>> Begin EXTRACTED DATA
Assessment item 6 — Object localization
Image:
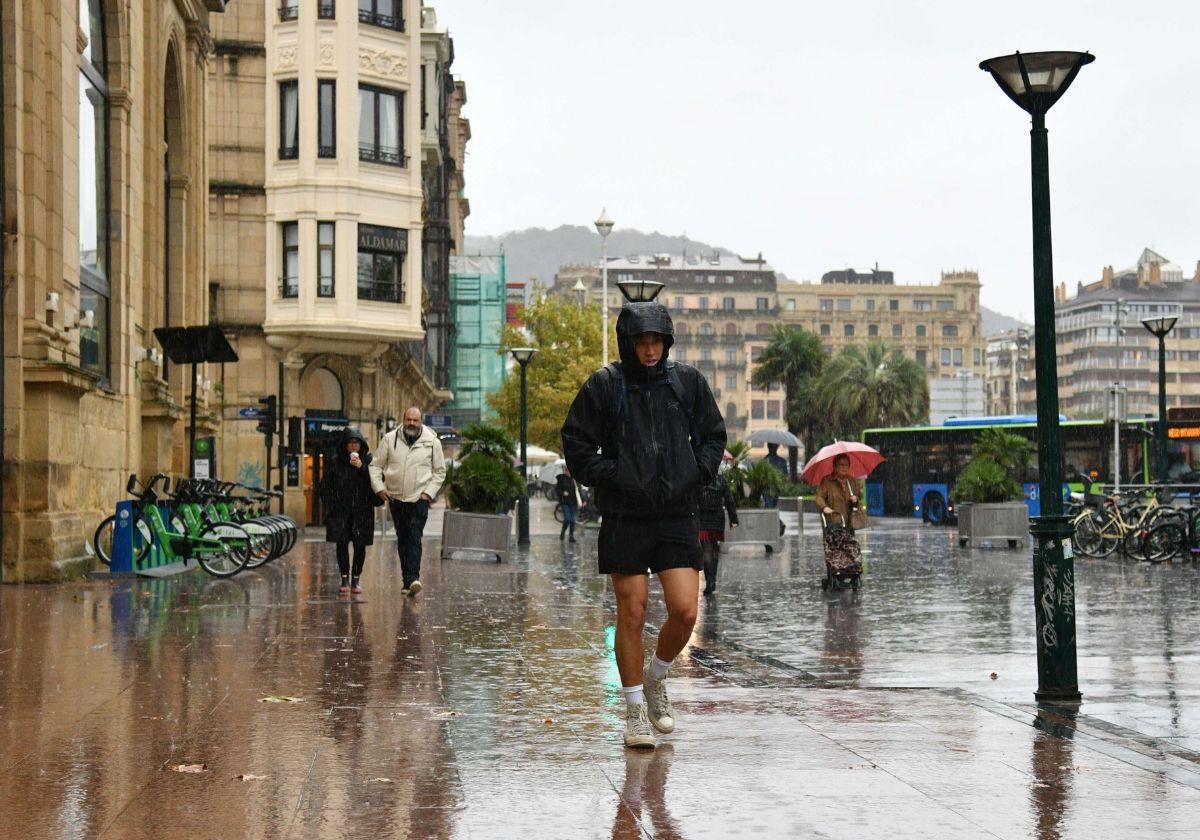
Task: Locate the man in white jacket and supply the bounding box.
[370,407,446,595]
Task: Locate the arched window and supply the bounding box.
[77,0,112,379]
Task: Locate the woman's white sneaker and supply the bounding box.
[625,703,659,749]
>> End EXTRACTED DATA
AIM
Output as a numbered list the lines from the one containing "Task: Locate the woman's" up to and including the final line of the items, leaving out any blank lines.

EXPECTED ANSWER
1. Task: Locate the woman's white sneaker and supply the bounding box.
2. [625,703,659,749]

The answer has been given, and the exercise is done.